Your task: The output should be limited to the line holding "like point(670, 585)" and the lines after it through the end of the entries, each restated exactly.

[Opening Listed records section]

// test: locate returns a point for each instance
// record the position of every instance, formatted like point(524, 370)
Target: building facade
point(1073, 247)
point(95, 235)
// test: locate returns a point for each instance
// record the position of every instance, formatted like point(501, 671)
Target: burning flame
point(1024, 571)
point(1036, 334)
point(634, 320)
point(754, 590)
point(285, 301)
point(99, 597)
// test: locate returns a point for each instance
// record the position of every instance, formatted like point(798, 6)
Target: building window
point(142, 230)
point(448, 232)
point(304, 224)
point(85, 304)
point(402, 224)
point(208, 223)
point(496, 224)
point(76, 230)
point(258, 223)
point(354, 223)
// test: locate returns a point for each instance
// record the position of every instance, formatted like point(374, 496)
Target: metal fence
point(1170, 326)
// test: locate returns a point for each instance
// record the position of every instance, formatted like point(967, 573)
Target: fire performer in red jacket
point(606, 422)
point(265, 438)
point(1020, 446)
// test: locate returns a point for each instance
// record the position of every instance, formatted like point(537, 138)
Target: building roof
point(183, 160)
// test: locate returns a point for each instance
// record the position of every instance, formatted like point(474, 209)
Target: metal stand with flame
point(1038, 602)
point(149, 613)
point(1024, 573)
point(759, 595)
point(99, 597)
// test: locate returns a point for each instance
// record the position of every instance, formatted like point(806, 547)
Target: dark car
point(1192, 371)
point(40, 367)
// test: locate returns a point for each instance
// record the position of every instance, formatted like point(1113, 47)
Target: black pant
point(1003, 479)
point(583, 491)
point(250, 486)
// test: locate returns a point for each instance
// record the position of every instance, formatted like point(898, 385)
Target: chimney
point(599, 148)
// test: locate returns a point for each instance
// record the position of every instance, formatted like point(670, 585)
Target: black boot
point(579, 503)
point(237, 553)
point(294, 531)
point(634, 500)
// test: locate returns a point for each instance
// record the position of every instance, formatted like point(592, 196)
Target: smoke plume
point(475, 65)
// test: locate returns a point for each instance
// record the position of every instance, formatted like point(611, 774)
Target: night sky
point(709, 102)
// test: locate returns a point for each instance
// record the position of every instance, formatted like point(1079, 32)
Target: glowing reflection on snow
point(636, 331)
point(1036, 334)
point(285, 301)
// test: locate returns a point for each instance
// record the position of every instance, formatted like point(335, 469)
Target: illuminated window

[Closing Listed records section]

Answer to this problem:
// record the position of every instance, formatted like point(670, 585)
Target: black boot
point(579, 503)
point(237, 553)
point(294, 531)
point(634, 500)
// test: locate returns a point for each instance
// record the position of every instance, formatted like point(592, 196)
Target: smoke plume
point(475, 65)
// test: locate returns a point for each instance
// record the position of every instance, formatted like point(611, 774)
Target: night sky
point(709, 102)
// test: locate returns a point for each instance
// record the position of every instance, formatted like point(1079, 32)
Target: glowing reflection on snow
point(636, 331)
point(1036, 334)
point(285, 301)
// test: locate returns a point for each instance
// record the position of every instance, formatted like point(335, 469)
Target: illuminated window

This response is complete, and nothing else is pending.